Express each line of the data below as a string in a JSON list, skipping blank lines. Leave the pictures out of your answer.
=== Provided records ===
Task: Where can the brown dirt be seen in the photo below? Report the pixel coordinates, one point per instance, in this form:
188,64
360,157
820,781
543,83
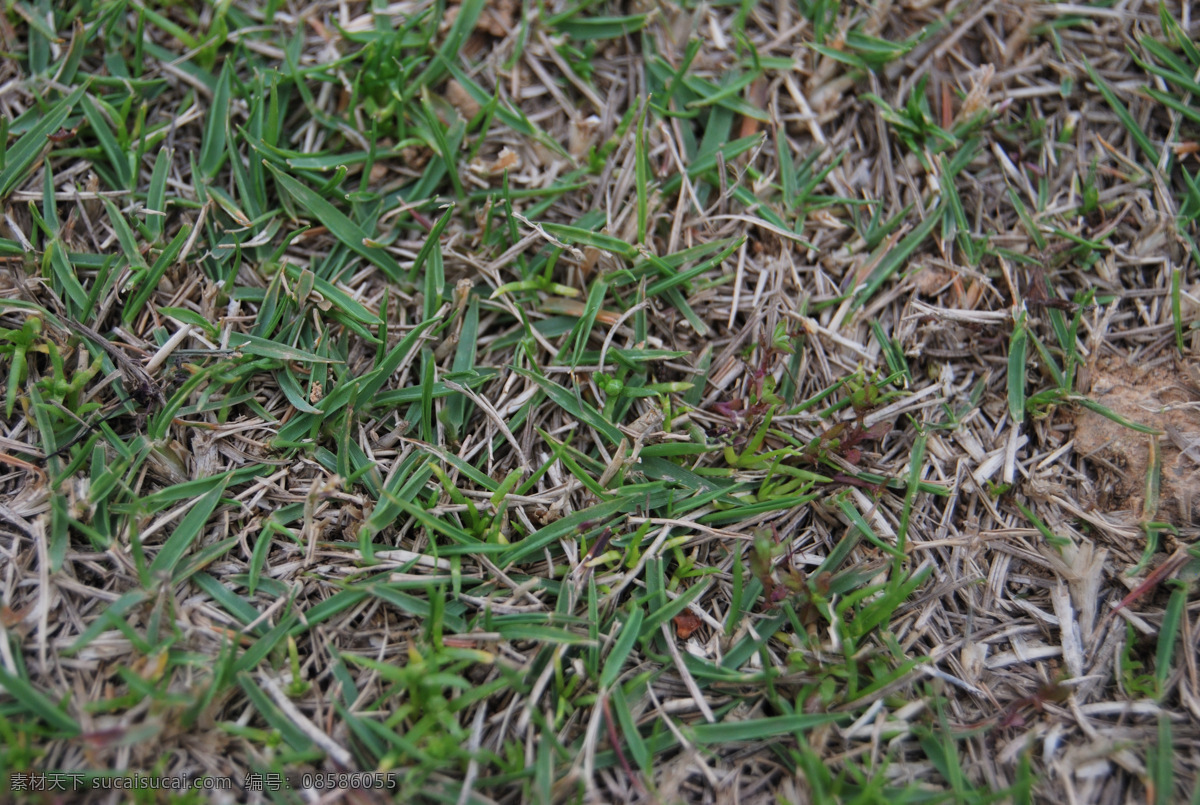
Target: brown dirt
1163,397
===
◆ **Task result**
[
  "Task: Where can the brown dirt be seen in the photo below? Report the pixel coordinates, one point per instance, in this form:",
  "188,64",
  "360,157",
  "820,781",
  "543,83",
  "Target: brown dirt",
  "1163,397"
]